# What to do
All records, exactly as written, minus the pictures: copy them out.

# Excerpted data
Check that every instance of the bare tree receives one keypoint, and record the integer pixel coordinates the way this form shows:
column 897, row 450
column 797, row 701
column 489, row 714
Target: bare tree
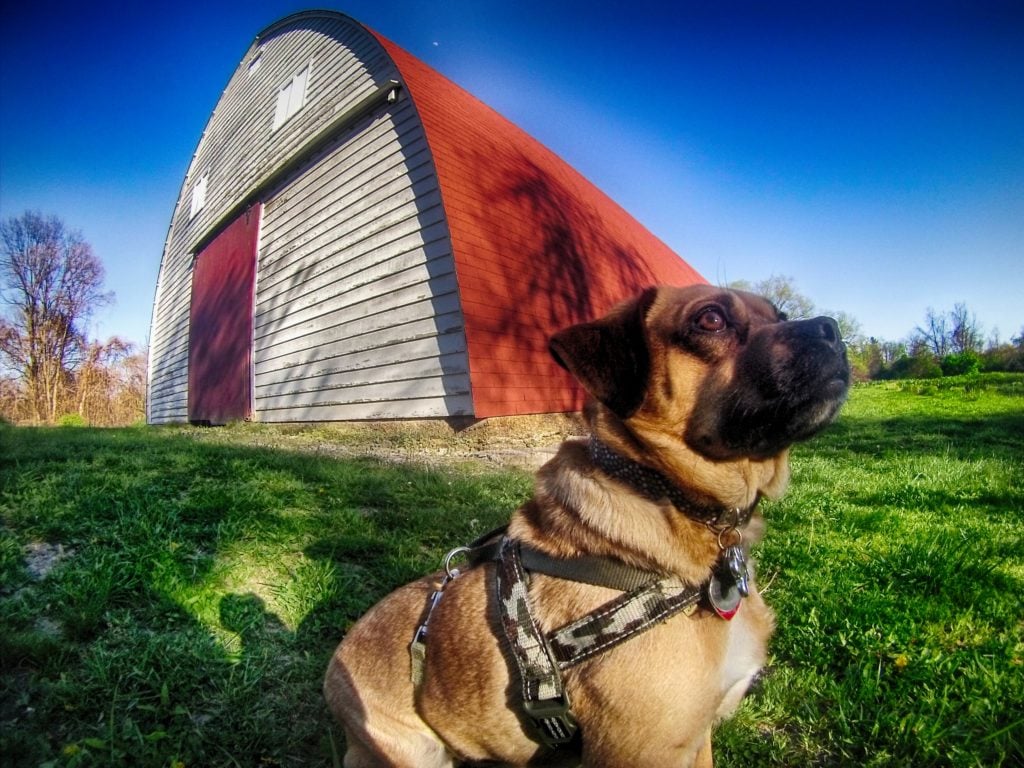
column 965, row 332
column 934, row 335
column 51, row 283
column 780, row 291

# Response to the task
Check that every instance of the bare tree receives one keypoint, and record the integer pixel coordinates the way this form shows:
column 897, row 450
column 797, row 701
column 489, row 714
Target: bare tree
column 965, row 332
column 934, row 335
column 51, row 283
column 780, row 291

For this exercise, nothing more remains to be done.